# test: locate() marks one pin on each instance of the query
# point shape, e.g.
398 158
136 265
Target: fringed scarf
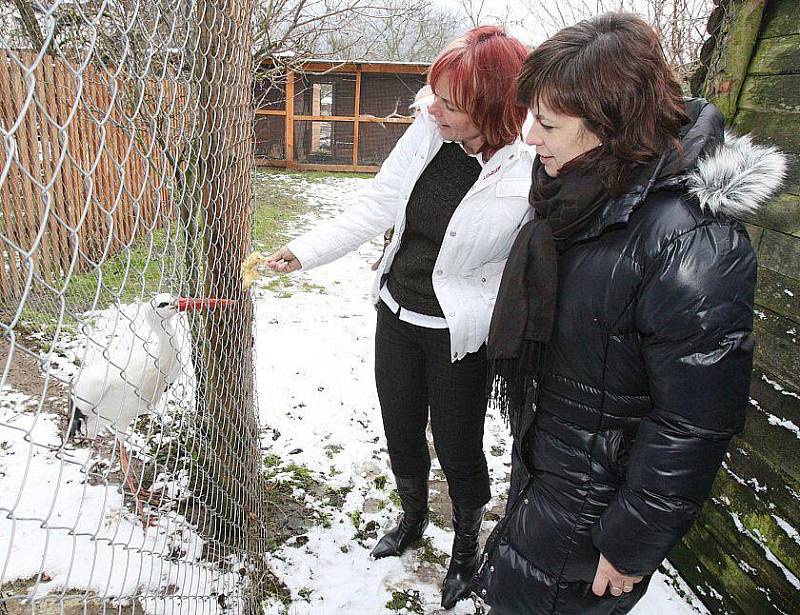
524 313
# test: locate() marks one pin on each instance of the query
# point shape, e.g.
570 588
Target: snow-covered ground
317 398
67 533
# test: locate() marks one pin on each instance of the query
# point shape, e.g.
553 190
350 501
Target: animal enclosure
335 116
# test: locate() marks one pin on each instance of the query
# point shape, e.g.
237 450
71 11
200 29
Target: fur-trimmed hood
737 177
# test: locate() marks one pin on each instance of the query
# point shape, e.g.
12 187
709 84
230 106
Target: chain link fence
129 449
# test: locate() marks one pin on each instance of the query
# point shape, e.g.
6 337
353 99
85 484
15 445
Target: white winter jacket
477 241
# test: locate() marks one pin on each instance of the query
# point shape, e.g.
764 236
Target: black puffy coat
643 384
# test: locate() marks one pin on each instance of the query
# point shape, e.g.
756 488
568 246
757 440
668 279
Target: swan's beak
188 304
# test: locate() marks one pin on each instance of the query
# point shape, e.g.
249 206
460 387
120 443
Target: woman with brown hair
621 336
455 189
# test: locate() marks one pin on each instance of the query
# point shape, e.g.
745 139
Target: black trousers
413 374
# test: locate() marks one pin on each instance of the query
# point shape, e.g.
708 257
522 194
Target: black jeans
413 373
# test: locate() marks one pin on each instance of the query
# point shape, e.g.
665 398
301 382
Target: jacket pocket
490 275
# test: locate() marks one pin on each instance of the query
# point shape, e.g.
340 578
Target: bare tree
481 12
416 36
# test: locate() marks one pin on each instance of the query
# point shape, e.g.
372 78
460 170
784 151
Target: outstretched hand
608 577
283 261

○ ○ ○

Quote the records in their entirety, keeping the wording exact and excluding pictures.

# test: locate() marks one pin on each instance of the query
# point shape, e.g.
398 158
136 265
Target: fringed scarf
524 313
# test: locate() marks one pin on each instance of the query
# point shape, e.g.
570 588
Target: snow-covered ground
317 398
67 533
# test: locate() marks one pin on each instance of the query
# point shape, e.g.
553 190
350 501
Target: animal enclosure
335 116
# test: locate() marks one pin on each instance of the query
# point shape, e.g.
237 450
71 11
200 29
Target: fur-trimmed hood
737 177
# test: locate() marks one pin on each instance of the query
# point shape, e.g.
12 187
709 84
230 106
Target: chain link fence
129 449
# test: locate() marks one pin on each instance of the query
# point shape, e.g.
6 337
353 99
85 484
15 445
Target: white winter jacket
477 241
# test: locate() marks one pin on each instance of the query
# point shape, e.g.
764 236
Target: black puffy coat
643 384
# test: locate() marks one pin on each instance of the query
# point shape, e.g.
756 488
568 246
757 440
668 279
Target: swan's beak
188 304
# test: locate() marks one pin on each instance of the query
# point shape, e.g.
249 206
460 387
120 443
Target: woman with brown hair
621 336
455 189
# test: locate() marks one pin on each instance of the query
# point shape, e.g.
745 139
Target: black trousers
413 374
# test: locate() marks one pin on each instance of the query
# point shape, e.g.
708 257
522 194
Target: black jeans
413 373
# test: locate() marks one pin on each instance of the query
# point shape, e.g.
665 398
301 382
Target: jacket pocket
490 275
# test: locate() marks one pin on each instance of the query
# point shape, e.g.
340 578
Target: bare tree
481 12
416 36
# test: locate() marks one pin on each instance of the query
# point shape, e.g.
372 78
460 170
784 151
Target: outstretched hand
608 577
283 261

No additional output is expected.